THE HARDEST PART ISN'T FAILURE IT'S WATCHING OTHER PEOPLE SUCCEED
"Nobody warned me that success would hurt this much when it belonged to someone else."
The Hardest Part of Being an Artist Isn't Failure. It's Watching Other People Succeed.
There is a moment almost every artist experiences.
Not when they fail.
Not when they get rejected.
Not when nobody listens.
A different moment.
The moment someone else gets the thing you've been working for.
- The playlist placement.
- The viral video.
- The sold-out show.
- The growing audience.
- The recognition.
And suddenly you're sitting there with two emotions fighting each other.
You're happy for them.
But you're hurting for yourself.
And that's where the guilt begins.
Because nobody wants to admit it.
Nobody wants to be the artist who feels jealous.
So we hide it.
We smile.
We repost their achievement.
We type:
"Congratulations!"
And then we close the app and stare at the ceiling.
Not because we hate them.
Because we wanted it too.
The Lie We Tell Ourselves
The biggest lie artists tell themselves is:
"If I were a good person, I'd only feel happy for them."
That's not true.
Human beings are built to compare.
Your brain isn't seeing their success.
It's measuring your distance from your own dream.
Success Has A Strange Side Effect
Success doesn't just inspire people.
Sometimes it exposes their wounds.
Every achievement you witness shines a light on every goal you haven't reached yet.
That's why another artist's victory can feel strangely personal.
Their success isn't attacking you.
It's reminding you of a promise you made to yourself.
A promise you haven't fulfilled yet.
The Dangerous Question
Most artists eventually ask:
"What do they have that I don't?"
At first it sounds harmless.
But eventually the question changes.
From:
"What do they have?"
To:
"What's wrong with me?"
And that's where comparison becomes poison.
The Quiet Grief Nobody Mentions
There is a kind of grief artists experience that nobody talks about.
It's grieving the version of yourself you thought you'd be by now.
At 18 you imagined success by 25.
At 25 you imagined stability by 30.
At 30 you're still trying.
And every time someone else succeeds, that grief wakes up again.
Keep Going Anyway
The goal isn't to stop comparison.
The goal is to survive it.
To look at someone else's success and say:
"I wish that were me."
Without letting it become:
"It will never be me."
Those are completely different sentences.
One is hope.
The other is surrender.
Maybe Your Story Is Just Slower
Maybe you're not behind.
Maybe your story is simply taking longer to unfold.
Maybe the thing you're building needs more time.
Maybe the audience you're looking for hasn't found you yet.
Maybe your best work still hasn't been made.
One More Song
If someone else's success hurts today, that's okay.
You don't need to fake positivity.
You don't need to feel guilty.
Just remember:
Their success is proof that success exists. Not proof that you've missed your chance.
Tomorrow?
Make one more song.
Write one more post.
Take one more shot.
Because sometimes the only difference between the artist who made it and the artist who didn't... is that one of them kept going.

Problem details |
Restate the article about watching other artists succeed, from "A different moment." to "to admit it.", swapping "guilt" for "shame".

Provided data |
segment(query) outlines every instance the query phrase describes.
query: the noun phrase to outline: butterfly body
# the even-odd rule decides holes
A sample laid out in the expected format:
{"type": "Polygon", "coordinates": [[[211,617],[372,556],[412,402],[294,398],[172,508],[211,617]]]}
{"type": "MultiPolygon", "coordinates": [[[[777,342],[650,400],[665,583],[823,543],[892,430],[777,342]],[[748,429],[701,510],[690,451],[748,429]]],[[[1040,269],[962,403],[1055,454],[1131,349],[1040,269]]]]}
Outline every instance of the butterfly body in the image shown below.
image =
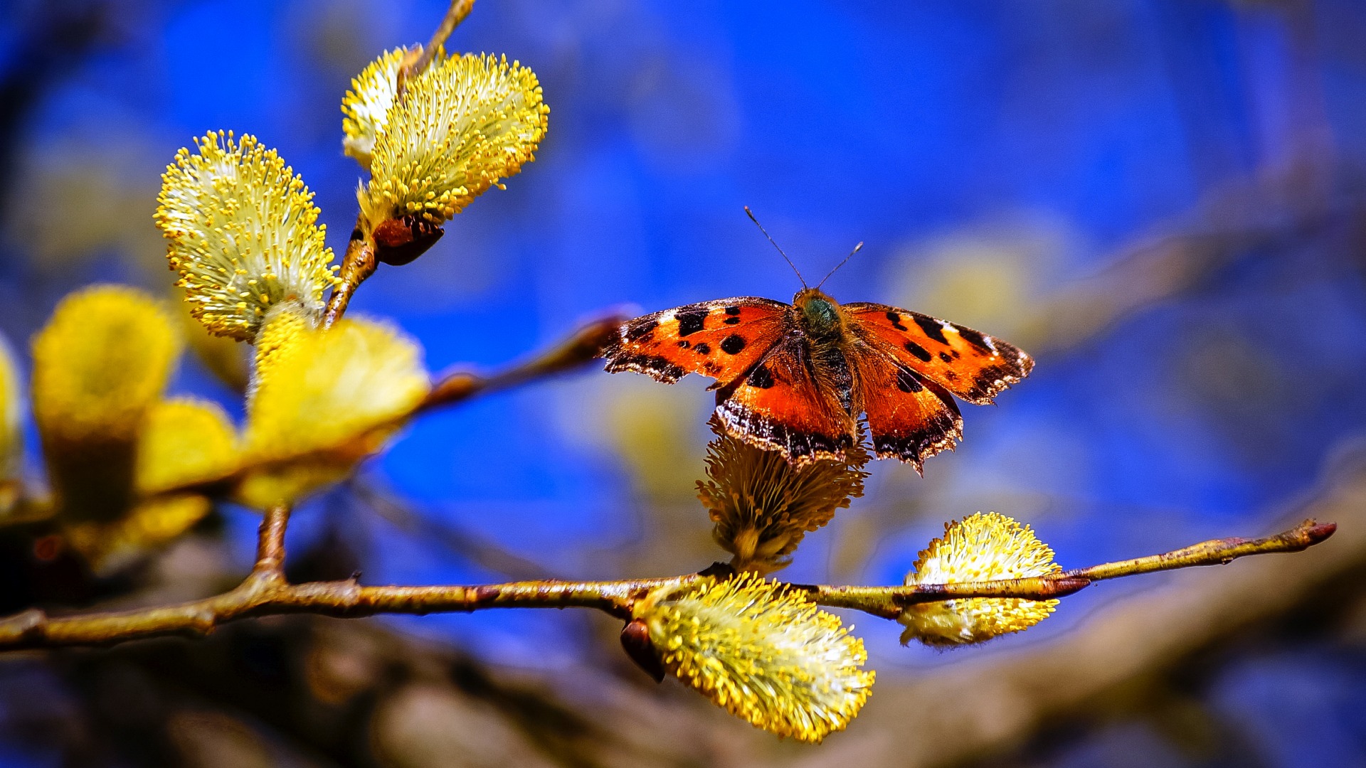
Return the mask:
{"type": "Polygon", "coordinates": [[[1033,359],[1005,342],[925,314],[840,305],[820,288],[792,303],[739,297],[622,325],[607,370],[673,383],[716,379],[716,413],[735,437],[788,461],[843,458],[867,421],[878,456],[921,467],[962,436],[953,395],[986,403],[1033,359]]]}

Your response |
A different moment.
The moment someone else gets the thing you've been working for.
- The playlist placement.
- The viral video.
- The sold-out show.
- The growing audience.
- The recognition.
And suddenly you're sitting there with two emotions fighting each other.
You're happy for them.
But you're hurting for yourself.
And that's where the shame begins.
Because nobody wants to admit it.